• **GIVEN TASK**:
Quote the whole listing exactly. Leave the pictures out of your copy.
-- -- --
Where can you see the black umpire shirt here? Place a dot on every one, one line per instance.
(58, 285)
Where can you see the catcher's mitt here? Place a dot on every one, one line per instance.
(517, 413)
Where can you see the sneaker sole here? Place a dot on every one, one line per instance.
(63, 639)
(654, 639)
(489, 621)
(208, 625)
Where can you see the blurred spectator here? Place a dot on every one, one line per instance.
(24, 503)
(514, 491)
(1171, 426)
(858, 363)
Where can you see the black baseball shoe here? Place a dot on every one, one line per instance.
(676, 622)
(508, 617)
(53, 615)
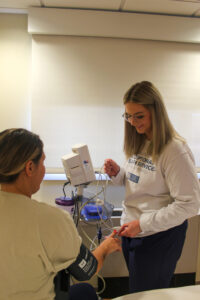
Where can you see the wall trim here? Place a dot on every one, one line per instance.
(51, 21)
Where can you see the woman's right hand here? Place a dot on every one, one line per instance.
(111, 167)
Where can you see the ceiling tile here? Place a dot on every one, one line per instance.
(18, 3)
(162, 6)
(93, 4)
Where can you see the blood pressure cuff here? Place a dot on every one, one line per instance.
(85, 265)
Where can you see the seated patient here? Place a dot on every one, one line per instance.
(37, 240)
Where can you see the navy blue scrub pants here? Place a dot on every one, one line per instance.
(151, 260)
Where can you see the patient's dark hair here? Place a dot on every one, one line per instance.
(17, 146)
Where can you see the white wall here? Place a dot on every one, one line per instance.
(78, 85)
(15, 58)
(15, 47)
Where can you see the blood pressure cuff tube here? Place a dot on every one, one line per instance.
(85, 265)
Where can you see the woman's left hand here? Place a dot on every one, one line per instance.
(130, 229)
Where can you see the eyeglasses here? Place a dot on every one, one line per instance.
(128, 117)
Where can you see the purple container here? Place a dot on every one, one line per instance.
(65, 203)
-- -- --
• **THE COMPLETED TASK**:
Where can you see the black umpire shirt here? Place a dot on every one, one line per instance.
(58, 285)
Where can you see the catcher's mitt here? Place a dot on every one, one line per instance.
(517, 413)
Where can you see the sneaker sole here? Place a dot on every one, one line per instance.
(63, 639)
(654, 639)
(489, 621)
(208, 625)
Where can you see the blurred spectator here? Place a dot on every one, one line per instance.
(24, 503)
(514, 491)
(1171, 426)
(858, 363)
Where can you see the black baseball shoe here? Place a dot on every one, one line per instance.
(676, 622)
(508, 617)
(53, 615)
Where can you see the wall trim here? Place a dot on every one, one line per instance.
(51, 21)
Where can you see the woman's right hand here? Place a dot on every one, one line per instance.
(111, 167)
Where can you see the ceiling tile here? Place a dot on every one, one line per instance.
(18, 3)
(162, 6)
(93, 4)
Where can you see the blood pressure cuff here? Place a dot on every one, one line per instance.
(85, 265)
Where can you see the seated patient here? Place a dot on every one, one line per instance.
(37, 240)
Where can you see the navy blue scrub pants here? Place a dot on every one, one line per instance.
(151, 260)
Where can you see the patient's dark hair here? Place a dot on every one, one line per instance.
(17, 146)
Where can you see the white wall here? Place a dot on every one, one line per instance.
(78, 85)
(15, 58)
(15, 47)
Where can you see the blood pressure cuff tube here? Place a dot on every one, one line per instance.
(85, 265)
Where can you see the woman's left hand here? Place a dot on every one, one line per instance.
(130, 229)
Where can you see the eyeglasses here? Place a dot on every one, one line per instance.
(128, 117)
Where can you see the purple container here? Place a dot on every one, one line per instance.
(65, 203)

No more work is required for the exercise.